Once the line containing "Find blue sky." is found in the entries below, restate it and each following line word for word, stopping after the line containing "Find small building on slope.".

Data excerpts
• • • •

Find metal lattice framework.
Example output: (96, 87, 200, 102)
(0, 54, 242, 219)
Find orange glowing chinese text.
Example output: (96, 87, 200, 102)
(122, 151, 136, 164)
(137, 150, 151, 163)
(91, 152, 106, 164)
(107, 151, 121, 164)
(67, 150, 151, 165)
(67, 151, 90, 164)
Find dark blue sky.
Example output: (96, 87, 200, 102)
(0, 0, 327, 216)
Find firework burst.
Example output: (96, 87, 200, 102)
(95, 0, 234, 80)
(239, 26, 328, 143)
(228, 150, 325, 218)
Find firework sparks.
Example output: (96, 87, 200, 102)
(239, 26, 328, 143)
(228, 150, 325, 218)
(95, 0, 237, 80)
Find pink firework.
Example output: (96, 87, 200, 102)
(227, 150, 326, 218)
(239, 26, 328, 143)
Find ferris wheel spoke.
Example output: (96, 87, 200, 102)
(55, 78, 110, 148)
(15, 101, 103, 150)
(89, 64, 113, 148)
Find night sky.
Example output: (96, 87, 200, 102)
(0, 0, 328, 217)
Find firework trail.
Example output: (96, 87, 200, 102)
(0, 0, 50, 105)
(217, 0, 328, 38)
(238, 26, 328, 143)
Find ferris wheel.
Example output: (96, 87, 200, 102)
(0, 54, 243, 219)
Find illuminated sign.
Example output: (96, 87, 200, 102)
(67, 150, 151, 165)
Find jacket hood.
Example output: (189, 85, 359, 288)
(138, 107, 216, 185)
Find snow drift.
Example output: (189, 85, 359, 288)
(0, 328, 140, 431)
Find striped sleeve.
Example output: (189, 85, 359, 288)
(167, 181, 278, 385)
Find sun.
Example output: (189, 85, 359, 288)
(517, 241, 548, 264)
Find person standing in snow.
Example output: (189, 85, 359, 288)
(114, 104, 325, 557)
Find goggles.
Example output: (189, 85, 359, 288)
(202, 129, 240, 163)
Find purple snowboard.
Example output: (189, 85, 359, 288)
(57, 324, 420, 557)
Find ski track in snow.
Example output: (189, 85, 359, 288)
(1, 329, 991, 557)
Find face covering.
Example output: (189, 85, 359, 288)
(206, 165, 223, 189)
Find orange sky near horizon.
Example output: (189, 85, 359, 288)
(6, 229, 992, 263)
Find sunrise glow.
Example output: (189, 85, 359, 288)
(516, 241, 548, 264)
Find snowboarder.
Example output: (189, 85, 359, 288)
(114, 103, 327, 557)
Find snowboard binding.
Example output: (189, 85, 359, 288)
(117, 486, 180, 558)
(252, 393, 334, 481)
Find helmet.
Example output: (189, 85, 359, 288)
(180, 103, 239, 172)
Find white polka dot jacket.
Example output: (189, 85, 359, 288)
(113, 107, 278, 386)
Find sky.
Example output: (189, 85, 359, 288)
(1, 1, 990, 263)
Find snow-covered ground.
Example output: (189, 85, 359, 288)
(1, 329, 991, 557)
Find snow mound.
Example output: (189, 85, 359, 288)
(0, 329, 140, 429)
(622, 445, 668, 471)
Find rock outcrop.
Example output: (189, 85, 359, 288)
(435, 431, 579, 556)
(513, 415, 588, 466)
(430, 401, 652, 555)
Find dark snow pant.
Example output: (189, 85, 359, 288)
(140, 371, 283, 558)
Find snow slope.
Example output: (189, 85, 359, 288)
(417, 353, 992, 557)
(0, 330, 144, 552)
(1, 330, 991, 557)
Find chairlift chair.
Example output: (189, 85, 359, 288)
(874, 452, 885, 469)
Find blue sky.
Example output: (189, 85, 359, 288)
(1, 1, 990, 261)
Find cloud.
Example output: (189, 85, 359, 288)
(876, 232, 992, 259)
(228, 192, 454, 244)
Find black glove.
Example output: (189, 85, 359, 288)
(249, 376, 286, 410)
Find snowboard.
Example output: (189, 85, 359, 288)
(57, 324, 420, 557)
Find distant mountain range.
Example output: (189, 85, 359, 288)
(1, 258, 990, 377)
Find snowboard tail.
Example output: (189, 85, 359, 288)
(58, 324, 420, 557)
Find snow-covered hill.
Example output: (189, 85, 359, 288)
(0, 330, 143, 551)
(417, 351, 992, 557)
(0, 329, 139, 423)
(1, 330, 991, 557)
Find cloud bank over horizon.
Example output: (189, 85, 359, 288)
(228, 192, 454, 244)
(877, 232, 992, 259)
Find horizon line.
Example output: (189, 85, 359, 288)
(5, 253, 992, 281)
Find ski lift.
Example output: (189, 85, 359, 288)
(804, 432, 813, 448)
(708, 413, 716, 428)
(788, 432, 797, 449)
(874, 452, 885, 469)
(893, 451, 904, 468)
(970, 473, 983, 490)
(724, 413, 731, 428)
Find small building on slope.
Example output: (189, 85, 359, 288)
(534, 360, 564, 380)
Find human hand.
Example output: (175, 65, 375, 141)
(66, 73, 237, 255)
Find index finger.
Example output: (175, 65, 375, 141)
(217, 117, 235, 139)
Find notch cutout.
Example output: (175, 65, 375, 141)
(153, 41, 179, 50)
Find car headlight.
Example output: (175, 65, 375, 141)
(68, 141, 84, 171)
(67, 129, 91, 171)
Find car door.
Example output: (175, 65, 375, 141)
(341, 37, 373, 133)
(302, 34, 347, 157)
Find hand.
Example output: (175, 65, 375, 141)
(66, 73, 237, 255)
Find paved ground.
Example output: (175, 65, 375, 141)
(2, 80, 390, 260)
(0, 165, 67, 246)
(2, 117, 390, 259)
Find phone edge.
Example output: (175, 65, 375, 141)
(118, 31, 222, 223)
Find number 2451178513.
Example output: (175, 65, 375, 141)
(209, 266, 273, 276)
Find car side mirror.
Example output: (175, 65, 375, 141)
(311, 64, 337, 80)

• • • •

**Response to the exercise:**
Find blue sky.
Example output: (189, 85, 359, 288)
(1, 1, 990, 261)
Find cloud.
Example output: (189, 85, 359, 288)
(876, 232, 992, 259)
(228, 192, 454, 244)
Find black glove.
Example output: (189, 85, 359, 288)
(249, 376, 286, 410)
Find snowboard.
Example output: (189, 85, 359, 288)
(57, 324, 420, 557)
Find distant mountain range.
Example output: (189, 85, 359, 288)
(1, 258, 990, 377)
Find snowboard tail.
Example output: (189, 85, 359, 288)
(58, 324, 420, 557)
Find snow-covered hill.
Example output: (189, 85, 359, 288)
(0, 330, 143, 551)
(417, 351, 992, 557)
(0, 329, 139, 423)
(1, 330, 991, 557)
Find cloud bank over horizon.
Example output: (189, 85, 359, 288)
(228, 192, 454, 244)
(877, 232, 992, 259)
Find horizon line.
Example output: (189, 85, 359, 288)
(5, 253, 992, 281)
Find ski lift.
Example output: (189, 85, 359, 288)
(804, 432, 813, 448)
(708, 413, 716, 428)
(788, 432, 797, 449)
(874, 452, 885, 469)
(893, 451, 904, 468)
(970, 473, 983, 490)
(724, 413, 731, 428)
Find small building on slope.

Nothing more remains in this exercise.